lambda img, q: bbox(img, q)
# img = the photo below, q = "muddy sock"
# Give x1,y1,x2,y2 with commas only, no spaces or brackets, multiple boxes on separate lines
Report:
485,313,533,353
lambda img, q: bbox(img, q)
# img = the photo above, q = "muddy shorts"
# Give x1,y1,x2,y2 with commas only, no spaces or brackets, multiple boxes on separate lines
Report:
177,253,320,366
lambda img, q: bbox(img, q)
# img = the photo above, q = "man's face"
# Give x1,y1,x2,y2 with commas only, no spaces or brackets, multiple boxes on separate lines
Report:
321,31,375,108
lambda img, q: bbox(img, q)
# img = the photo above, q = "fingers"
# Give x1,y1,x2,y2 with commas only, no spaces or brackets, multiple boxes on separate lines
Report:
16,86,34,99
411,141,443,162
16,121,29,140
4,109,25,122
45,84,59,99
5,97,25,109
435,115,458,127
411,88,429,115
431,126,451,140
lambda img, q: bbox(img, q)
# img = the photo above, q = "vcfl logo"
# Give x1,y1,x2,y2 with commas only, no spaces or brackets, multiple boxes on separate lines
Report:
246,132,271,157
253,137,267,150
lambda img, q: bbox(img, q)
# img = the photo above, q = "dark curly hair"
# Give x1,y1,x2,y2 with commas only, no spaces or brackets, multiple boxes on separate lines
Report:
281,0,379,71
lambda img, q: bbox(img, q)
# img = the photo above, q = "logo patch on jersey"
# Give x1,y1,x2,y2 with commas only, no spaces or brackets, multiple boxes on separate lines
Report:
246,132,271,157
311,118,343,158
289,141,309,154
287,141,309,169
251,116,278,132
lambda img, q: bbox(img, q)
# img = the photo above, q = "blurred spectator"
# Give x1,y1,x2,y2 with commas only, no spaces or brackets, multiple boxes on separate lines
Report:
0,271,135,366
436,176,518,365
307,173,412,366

# # #

Write the listing out again, exactly as shown above.

lambda img, q: bbox(img, q)
# img = the photo below, q = "muddy sock"
# Give x1,y1,x2,y2 with commas only, no spaces or brackets, multiple boxes on separate lines
Report:
485,313,533,353
lambda img, q: bbox(img, q)
# img = the photo above, q = "muddy shorts"
# Give x1,y1,x2,y2 with commas only, no spaces or brackets, multiple boxes on separate lines
Report:
177,253,320,366
lambda img, q: bbox(img, q)
# img = the photo above, q = "man's face"
# Give x1,y1,x2,y2 with commas only, no spaces or brackets, multiple boxes on separate lines
Report:
321,31,375,108
lambda img, q: bbox(img, q)
# img = the photo above, q = "fingers"
# Give x1,y1,x2,y2 with commas only, no spaces or brackets, multiple boxes on separate lines
Report:
16,86,34,99
411,141,443,162
16,121,29,140
4,109,25,122
45,84,59,99
5,97,25,109
435,115,458,127
411,88,429,115
431,126,451,140
lambda img, q: bbox(img, q)
# img = the photo above, q = "vcfl logo"
# Give x1,y1,x2,y2 with commas only, no spaces or brackets, multiple boxes on separate lines
Report:
246,132,271,157
253,137,267,150
lambda img, q: bbox(img, q)
# img = the photo above, q = "dark curly hair"
# Give x1,y1,x2,y2 with commas only, no spaces or brackets, multiple boxes on separate lines
Report:
281,0,379,71
lambda img, q: bbox(img, q)
# img = the photo above, q = "logo patch on jersey"
# Give x1,y1,x2,y2 with commas only, no spaces or brackets, multiple boxes on separate lines
Report:
246,132,271,157
311,118,343,158
289,141,309,154
287,141,309,169
251,116,278,132
lambda img, q: bbox(img, q)
# img = the photo above, q = "blurred spectator"
# Give x1,y1,x2,y2 with commas only, no spaces or brackets, multiple boxes on separate lines
Report:
0,271,135,366
436,176,518,365
307,173,412,366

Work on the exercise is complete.